• [Page extract]
People use drugs, get over it
Attitudes about drugs and drug enforcement have changed a lot over the years.
Many Canadians take pride in this country's shift towards an evidence-based drug policy. But in this essay for The 180, public health physician Hakique Virani says even the most forward thinking policy makers need to recognize the limits of managing drug abuse.
During Canada's tragic opioid crisis, many have written some variation of the sentence, "The war on drugs has failed."
It's true.
Decriminalizing drug use is required to solve this problem.
But accompanying a policy shift will need to be a major attitude adjustment, including among us bleeding hearts.
It's time to accept that human beings use mind-altering substances.
They always have.
Sumerians used opium in 5000 BC; Egyptians brewed alcohol in 3500 BC; the Chinese consumed caffeinated tea beginning in 3000 BC; the First People of the Americas used tobacco.
Probably more than any other species in the animal kingdom, humans adapt to environments by occasionally choosing to change perceptions of them.
For as long as people have been using mind-altering substances, others have tried to stop them.

• [Exercise directions]
Answer from the essay on drug use:
1. What is the profession of the essay's writer?
2. What sentence have many written some variation of during Canada's opioid crisis?
3. In what year did the Sumerians use opium?

• [Exercise data]
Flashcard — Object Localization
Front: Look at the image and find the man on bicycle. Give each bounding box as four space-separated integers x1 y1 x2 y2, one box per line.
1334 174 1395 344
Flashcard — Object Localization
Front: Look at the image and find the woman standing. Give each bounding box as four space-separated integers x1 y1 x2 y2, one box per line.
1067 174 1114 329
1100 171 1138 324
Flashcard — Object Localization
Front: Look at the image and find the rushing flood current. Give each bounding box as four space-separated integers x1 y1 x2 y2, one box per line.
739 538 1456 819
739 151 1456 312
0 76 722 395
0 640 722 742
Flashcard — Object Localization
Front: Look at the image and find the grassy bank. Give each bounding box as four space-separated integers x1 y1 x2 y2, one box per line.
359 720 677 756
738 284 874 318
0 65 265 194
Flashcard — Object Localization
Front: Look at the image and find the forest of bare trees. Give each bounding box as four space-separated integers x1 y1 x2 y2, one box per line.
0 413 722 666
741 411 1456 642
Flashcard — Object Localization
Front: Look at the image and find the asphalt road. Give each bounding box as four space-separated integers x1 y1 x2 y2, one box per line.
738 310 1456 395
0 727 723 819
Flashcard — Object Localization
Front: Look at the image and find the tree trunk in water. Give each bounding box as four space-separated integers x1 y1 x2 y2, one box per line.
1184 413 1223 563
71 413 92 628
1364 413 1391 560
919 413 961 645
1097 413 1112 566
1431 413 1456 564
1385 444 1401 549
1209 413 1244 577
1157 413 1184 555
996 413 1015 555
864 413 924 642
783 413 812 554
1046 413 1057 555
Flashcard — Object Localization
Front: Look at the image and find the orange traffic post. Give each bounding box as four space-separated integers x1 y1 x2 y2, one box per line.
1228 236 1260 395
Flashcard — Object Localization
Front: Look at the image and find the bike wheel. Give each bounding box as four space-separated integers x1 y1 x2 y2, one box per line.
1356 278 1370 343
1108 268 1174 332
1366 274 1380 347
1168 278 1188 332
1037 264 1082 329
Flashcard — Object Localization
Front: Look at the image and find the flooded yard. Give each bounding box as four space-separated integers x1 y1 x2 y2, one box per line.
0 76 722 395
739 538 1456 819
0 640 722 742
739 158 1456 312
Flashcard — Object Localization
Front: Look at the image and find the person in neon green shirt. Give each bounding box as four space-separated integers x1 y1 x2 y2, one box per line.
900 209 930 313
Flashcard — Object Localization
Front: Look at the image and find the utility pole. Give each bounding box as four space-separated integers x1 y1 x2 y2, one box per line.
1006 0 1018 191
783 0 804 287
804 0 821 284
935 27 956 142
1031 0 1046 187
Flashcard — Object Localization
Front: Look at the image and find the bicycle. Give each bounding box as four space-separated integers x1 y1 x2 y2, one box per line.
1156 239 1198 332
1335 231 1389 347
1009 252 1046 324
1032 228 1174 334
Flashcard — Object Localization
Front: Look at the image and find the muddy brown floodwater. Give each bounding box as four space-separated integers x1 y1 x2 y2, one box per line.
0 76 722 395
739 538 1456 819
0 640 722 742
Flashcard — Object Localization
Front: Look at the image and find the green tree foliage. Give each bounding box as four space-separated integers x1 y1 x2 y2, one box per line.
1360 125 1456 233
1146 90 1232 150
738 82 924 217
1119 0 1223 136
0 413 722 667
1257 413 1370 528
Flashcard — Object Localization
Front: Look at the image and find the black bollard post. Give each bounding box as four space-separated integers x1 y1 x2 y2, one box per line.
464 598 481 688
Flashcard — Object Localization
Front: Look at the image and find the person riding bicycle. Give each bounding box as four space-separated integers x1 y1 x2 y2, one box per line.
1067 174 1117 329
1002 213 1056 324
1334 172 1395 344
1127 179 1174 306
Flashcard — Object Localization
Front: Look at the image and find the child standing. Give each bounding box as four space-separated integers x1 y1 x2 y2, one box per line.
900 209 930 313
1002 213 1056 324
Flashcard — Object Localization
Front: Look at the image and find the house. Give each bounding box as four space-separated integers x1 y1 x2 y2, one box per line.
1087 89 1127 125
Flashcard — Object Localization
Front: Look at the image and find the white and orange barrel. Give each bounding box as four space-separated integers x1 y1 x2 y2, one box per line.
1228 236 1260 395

• [Answer to the problem]
1. Public health physician
2. "The war on drugs has failed."
3. 5000 BC